> **THE RECORDS**:

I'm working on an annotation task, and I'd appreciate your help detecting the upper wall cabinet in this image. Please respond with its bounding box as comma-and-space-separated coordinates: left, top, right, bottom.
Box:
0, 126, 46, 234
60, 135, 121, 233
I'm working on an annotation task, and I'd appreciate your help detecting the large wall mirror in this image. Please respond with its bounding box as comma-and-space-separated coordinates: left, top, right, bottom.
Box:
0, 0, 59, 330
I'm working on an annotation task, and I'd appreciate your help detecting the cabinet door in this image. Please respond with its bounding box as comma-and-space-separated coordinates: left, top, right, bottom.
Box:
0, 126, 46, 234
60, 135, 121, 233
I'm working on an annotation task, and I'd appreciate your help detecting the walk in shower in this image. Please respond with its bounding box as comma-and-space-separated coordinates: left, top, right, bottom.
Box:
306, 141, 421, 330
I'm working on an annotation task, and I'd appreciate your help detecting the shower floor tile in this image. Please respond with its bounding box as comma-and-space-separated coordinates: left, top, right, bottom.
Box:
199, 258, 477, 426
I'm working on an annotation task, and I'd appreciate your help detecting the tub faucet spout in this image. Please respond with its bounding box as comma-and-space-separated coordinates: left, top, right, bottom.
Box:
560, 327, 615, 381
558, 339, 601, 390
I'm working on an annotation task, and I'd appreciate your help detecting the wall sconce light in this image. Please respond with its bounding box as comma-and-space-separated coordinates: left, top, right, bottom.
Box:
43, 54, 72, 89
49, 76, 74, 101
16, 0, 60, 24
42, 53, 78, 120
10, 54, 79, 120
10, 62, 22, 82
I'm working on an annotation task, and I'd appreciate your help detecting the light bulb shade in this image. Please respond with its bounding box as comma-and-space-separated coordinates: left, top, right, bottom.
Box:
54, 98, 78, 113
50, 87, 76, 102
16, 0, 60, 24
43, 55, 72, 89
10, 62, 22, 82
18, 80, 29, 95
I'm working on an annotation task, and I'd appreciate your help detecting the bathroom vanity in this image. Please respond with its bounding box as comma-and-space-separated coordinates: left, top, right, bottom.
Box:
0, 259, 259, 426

> **REQUIRED ACTION**: Set down the material above in full, keeping each line exactly as it is.

> **ANSWER TO THE PROBLEM**:
I'm working on an annotation task, and I'd appreciate your help detecting the upper wall cabinet in this image. Please respond with its bounding box as comma-and-space-separated coordinates: left, top, right, bottom.
Box:
0, 126, 46, 234
60, 135, 121, 233
I'm working on an annotation task, and I'd appreciate your help detecting the large wall mirror in this image. Please respond with its bounding box as comma-and-space-separated coordinates: left, top, right, bottom.
Box:
0, 0, 59, 330
I'm working on an annotation task, and I'd appreciate your help detecting the cabinet door in this image. Please respond with its bounding box as comma-and-space-separated coordinates: left, top, right, bottom.
Box:
0, 126, 46, 234
60, 135, 121, 233
I'm working on an annotation task, and I'd appreciate your help detecting the walk in shower in this image. Please respond with its bounding box as comma-and-space-separated coordinates: left, top, right, bottom.
Box:
306, 141, 421, 330
I'm working on an annotation task, and I'd appreciate your help detecting the shower floor tile in this image. Please respond with its bounding box as comma-and-space-separated coordinates: left, top, right, bottom.
Box:
199, 258, 477, 426
I'm working on an annotation task, and I'd appreciate your help detecting the tub faucet spout in this image. Please respond with its bounding box as comma-and-space-separated coordinates: left, top, right, bottom.
Box:
560, 327, 615, 381
558, 339, 601, 390
I'm working on an annotation task, and I'd appreciate your help detecting the wall sconce light in this image. Please respond with its bounding box as comma-and-space-separated coordinates: left, top, right, bottom.
Box:
43, 54, 72, 89
49, 76, 74, 101
16, 0, 60, 24
42, 53, 78, 120
10, 54, 79, 120
10, 62, 22, 82
I'm working on an annotation task, and I'd appreciate your help detecting the light bulb shade in this image. Please respond with its bounding box as comma-and-space-separated coordinates: left, top, right, bottom.
Box:
54, 98, 78, 113
50, 87, 76, 102
16, 0, 60, 24
43, 55, 72, 89
10, 62, 22, 82
18, 80, 29, 95
I'm working on an annotation task, and I'd appreciate your help detecting the bathroom vanity in this image. Please respond with its bounding box as comma-and-space-separated coordinates: left, top, right, bottom.
Box:
0, 259, 259, 426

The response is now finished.